### Reading passage
— begin —
WEBTOON Entertainment Inc. (the "Parent"), together with its subsidiaries, (the "Company," "we," "us" or "our"), is a majority-owned subsidiary of NAVER Corporation ("NAVER"), who is a leading online and web-comic platform service company. We provide hosting services for compact web-comics through both web and mobile applications and offer thousands of titles with episodes that are updated on a daily basis. We offer extensive and diverse genres of content, including fantasy, romance, and science fiction, on our platform. Platform refers to the various offerings through which we engage with users across diverse geographical markets including Korea, the United States, Japan, Southeast Asia, and Europe.

On March 27, 2024, the Company's board of directors approved a merger between Line Digital Frontier Corporation ("LDF") and eBOOK Initiative Japan Co., Ltd. ("eBIJ"), to integrate the Company's two wholly owned subsidiaries' business and operations, with LDF as the surviving company (the "LDF-eBIJ Merger"). The effective date of the LDF-eBIJ Merger was September 1, 2024, and eBIJ was dissolved through an absorption-type merger under the applicable corporate laws in Japan.
— end —
### Record list
— begin —
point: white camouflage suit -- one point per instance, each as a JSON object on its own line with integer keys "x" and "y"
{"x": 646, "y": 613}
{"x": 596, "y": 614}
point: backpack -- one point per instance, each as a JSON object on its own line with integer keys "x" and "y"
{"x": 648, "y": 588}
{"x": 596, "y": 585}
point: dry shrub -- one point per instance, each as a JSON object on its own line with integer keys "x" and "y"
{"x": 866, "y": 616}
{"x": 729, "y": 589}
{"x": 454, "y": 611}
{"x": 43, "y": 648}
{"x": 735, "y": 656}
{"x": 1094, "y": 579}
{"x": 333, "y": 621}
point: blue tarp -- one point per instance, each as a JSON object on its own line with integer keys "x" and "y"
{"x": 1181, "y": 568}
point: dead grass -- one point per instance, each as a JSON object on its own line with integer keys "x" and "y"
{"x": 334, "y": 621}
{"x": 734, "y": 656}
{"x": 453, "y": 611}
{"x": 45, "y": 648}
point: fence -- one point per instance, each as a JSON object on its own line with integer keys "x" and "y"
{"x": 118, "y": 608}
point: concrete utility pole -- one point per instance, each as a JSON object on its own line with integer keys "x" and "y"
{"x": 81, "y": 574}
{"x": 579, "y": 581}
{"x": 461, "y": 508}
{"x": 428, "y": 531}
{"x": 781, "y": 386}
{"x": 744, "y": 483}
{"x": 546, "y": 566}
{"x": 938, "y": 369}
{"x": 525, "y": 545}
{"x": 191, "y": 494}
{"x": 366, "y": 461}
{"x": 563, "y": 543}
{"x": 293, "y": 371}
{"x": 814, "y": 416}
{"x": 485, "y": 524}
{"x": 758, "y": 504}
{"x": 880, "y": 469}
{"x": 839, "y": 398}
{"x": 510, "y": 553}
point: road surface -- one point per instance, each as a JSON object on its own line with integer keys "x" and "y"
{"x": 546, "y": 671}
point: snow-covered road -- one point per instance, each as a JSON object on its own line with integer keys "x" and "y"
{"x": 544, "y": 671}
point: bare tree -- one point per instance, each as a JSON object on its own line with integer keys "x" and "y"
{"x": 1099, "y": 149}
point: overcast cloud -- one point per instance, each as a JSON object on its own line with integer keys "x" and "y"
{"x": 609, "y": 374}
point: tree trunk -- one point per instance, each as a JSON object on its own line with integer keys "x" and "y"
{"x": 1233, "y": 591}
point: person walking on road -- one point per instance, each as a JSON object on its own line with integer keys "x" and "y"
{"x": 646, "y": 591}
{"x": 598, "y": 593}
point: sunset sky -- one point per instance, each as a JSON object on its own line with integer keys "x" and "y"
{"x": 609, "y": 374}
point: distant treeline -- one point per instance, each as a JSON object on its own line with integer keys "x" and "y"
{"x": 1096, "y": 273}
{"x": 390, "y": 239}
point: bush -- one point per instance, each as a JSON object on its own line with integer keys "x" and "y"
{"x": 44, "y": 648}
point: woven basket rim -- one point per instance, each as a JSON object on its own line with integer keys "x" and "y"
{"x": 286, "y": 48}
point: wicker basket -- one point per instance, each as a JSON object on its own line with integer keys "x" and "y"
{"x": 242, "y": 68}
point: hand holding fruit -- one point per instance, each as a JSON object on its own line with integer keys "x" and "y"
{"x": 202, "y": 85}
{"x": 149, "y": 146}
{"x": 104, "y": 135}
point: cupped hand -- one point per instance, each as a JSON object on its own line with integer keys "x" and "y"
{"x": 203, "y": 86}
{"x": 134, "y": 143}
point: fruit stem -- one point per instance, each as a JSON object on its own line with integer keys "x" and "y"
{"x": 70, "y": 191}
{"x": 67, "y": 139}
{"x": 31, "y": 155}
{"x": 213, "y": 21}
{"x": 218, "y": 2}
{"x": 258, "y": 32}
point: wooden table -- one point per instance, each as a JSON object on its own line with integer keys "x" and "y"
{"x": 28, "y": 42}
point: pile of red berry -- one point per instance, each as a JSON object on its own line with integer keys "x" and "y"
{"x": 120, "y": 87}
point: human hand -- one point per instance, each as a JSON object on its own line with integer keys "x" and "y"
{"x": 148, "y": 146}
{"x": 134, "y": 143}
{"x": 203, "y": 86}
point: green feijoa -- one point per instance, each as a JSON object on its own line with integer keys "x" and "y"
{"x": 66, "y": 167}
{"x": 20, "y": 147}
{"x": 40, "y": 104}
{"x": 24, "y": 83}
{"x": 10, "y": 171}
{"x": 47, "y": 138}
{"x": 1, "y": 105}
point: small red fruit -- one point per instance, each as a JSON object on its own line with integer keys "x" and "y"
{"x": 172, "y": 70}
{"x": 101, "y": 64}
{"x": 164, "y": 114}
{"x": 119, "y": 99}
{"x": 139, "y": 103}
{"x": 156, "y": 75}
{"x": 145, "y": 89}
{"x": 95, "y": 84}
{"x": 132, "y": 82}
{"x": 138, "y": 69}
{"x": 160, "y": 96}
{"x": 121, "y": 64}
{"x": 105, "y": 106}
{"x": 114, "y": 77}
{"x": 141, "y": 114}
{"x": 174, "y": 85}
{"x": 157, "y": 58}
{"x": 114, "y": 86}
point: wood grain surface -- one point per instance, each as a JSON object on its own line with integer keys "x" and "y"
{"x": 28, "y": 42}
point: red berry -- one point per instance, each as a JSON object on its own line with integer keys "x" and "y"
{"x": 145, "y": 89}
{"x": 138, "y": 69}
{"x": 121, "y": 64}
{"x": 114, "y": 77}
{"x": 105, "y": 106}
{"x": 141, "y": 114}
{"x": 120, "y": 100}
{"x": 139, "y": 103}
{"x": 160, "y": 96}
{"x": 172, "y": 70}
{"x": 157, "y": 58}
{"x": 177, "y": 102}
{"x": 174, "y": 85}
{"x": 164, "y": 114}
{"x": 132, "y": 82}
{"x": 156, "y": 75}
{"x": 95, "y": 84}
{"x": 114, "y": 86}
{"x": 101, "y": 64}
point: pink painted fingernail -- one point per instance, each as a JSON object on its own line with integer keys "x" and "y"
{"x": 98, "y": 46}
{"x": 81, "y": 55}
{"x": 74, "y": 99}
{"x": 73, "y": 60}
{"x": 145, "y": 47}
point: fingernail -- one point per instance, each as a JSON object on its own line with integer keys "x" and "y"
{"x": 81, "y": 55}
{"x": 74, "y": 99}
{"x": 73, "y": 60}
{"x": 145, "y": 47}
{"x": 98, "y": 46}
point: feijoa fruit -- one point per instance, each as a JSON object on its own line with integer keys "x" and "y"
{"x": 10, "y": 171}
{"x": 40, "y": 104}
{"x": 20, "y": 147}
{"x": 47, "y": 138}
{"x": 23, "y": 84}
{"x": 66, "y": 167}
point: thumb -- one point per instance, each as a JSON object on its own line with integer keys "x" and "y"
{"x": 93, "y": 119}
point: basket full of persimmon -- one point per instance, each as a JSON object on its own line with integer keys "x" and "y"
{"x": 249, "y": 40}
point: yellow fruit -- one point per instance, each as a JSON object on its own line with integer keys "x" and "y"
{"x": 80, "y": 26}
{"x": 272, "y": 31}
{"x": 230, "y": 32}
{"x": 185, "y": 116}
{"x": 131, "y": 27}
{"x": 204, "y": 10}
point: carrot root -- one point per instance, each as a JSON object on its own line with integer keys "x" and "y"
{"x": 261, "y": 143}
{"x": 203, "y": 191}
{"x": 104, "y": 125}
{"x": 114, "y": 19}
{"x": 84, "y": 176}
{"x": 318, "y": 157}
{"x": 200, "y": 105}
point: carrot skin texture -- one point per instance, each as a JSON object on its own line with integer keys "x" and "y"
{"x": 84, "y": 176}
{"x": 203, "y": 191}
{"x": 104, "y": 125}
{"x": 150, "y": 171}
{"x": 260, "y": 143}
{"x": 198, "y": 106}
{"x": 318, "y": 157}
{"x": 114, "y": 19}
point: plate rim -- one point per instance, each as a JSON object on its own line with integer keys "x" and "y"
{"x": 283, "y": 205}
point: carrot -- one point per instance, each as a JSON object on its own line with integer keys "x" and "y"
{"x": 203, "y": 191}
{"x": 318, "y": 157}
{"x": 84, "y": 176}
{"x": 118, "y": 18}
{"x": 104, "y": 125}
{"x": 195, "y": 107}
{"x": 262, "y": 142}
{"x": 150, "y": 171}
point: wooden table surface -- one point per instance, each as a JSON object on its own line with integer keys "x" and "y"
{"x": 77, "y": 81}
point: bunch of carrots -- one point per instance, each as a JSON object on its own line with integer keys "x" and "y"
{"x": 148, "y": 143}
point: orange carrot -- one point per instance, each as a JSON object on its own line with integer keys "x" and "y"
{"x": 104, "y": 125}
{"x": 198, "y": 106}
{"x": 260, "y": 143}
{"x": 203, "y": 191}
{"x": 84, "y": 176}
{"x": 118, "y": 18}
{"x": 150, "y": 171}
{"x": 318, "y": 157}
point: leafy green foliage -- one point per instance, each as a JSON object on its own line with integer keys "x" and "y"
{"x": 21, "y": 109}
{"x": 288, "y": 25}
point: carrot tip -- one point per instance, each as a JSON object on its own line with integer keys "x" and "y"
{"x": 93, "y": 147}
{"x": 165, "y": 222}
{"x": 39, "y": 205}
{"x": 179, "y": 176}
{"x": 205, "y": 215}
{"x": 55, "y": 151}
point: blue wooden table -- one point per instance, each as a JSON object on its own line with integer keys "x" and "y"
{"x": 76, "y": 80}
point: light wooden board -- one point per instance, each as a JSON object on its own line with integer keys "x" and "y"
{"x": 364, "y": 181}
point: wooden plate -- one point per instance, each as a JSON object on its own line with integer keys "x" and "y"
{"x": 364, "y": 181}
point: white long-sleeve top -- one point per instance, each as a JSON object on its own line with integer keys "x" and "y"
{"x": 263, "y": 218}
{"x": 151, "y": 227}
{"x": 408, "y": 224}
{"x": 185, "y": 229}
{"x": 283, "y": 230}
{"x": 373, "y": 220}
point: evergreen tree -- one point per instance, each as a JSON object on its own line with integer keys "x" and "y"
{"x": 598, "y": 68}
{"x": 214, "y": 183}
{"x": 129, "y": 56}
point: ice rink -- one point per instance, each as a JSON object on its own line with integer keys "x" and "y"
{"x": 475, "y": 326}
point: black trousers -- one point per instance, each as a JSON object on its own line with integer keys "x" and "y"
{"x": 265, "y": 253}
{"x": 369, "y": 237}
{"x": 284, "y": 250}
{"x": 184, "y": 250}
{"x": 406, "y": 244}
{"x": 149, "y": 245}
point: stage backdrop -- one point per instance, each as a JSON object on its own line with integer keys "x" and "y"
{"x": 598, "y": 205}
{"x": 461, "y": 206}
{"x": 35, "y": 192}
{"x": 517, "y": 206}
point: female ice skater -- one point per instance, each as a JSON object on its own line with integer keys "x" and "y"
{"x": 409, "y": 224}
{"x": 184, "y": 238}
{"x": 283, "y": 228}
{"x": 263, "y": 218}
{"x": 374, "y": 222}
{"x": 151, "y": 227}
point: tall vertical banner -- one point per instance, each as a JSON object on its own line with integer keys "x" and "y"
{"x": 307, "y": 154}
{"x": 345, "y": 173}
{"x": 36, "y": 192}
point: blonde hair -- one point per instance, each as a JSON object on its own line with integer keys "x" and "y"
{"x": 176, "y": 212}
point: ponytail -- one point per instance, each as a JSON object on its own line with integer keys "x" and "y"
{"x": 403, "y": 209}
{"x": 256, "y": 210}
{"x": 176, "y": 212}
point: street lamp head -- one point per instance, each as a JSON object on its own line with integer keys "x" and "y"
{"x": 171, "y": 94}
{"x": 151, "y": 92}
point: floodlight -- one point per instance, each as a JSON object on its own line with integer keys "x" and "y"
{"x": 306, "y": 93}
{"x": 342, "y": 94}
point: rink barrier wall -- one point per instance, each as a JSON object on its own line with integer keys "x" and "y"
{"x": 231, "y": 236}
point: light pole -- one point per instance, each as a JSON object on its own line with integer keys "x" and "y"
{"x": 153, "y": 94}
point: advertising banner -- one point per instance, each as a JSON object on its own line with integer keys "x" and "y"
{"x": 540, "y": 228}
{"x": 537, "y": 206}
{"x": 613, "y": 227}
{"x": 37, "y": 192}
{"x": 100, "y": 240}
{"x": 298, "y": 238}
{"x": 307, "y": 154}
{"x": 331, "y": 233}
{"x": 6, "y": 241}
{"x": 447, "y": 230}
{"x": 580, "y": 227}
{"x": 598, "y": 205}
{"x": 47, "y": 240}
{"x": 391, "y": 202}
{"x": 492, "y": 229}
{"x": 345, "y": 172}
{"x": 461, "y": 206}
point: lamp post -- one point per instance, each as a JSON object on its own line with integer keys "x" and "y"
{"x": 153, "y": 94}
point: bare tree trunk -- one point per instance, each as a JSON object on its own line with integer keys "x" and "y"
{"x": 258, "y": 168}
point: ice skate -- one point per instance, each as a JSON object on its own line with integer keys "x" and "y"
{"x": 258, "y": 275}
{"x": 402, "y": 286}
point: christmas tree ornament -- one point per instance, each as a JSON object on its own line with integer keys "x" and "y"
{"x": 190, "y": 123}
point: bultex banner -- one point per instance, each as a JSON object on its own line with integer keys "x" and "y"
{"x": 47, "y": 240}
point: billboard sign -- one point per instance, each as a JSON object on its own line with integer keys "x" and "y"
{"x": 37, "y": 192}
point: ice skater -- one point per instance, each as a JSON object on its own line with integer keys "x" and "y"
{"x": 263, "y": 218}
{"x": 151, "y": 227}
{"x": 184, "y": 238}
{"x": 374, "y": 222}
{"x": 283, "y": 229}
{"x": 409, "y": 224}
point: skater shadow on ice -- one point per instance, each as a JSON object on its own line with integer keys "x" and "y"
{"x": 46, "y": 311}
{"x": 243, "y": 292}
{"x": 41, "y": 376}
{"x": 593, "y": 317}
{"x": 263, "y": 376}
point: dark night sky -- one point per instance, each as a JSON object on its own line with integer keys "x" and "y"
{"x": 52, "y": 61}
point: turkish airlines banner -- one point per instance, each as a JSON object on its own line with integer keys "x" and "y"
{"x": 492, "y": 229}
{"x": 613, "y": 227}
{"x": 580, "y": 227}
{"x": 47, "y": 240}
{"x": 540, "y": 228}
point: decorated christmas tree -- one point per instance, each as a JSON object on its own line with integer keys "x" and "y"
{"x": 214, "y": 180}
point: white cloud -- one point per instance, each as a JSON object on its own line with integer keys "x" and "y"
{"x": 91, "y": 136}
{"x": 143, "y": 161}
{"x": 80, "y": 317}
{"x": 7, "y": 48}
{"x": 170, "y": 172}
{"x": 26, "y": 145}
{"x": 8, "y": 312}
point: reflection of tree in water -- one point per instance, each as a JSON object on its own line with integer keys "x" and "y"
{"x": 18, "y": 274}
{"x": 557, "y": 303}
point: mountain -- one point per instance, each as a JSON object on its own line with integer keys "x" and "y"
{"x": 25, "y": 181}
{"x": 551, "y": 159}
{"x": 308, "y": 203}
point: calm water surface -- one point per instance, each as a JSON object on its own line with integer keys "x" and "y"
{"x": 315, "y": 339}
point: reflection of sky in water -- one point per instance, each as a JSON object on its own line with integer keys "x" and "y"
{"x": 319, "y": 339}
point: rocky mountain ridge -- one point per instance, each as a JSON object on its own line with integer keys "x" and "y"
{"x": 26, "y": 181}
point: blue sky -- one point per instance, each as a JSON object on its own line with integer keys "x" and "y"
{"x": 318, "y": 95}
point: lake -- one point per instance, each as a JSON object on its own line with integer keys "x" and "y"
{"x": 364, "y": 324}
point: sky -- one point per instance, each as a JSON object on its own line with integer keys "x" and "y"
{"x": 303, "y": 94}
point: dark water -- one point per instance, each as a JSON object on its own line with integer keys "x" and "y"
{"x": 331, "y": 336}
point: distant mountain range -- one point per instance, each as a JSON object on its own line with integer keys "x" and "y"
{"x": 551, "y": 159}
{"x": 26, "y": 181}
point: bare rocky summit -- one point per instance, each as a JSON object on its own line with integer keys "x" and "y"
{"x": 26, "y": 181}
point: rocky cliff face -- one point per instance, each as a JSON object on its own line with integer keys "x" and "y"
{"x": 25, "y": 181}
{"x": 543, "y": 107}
— end —
Write the next part of the WEBTOON Entertainment company description, picking up after its last sentence. The records have nothing to do with the company description.

### Solved problem
***Basis of Presentation***

The unaudited Condensed Consolidated Financial Statements reflect all normal recurring adjustments that are, in the opinion of management, necessary for fair statement of the results of the interim period. Certain information and note disclosures normally included in the annual consolidated financial statements prepared in accordance with accounting principles generally accepted in the United States of America ("U.S. GAAP") have been condensed or omitted pursuant to such rules and regulations. The unaudited Condensed Consolidated Financial Statements should be read in conjunction with the audited consolidated financial statements as of and for the year ended December 31, 2024, included in the Company's Annual Report on Form 10-K for the year ended December 31, 2024, filed with the SEC on March 11, 2025. Interim results are not necessarily indicative of the results for a full year.

***Reclassifications***

Certain amounts reported for prior years have been reclassified to conform to the current year's presentation.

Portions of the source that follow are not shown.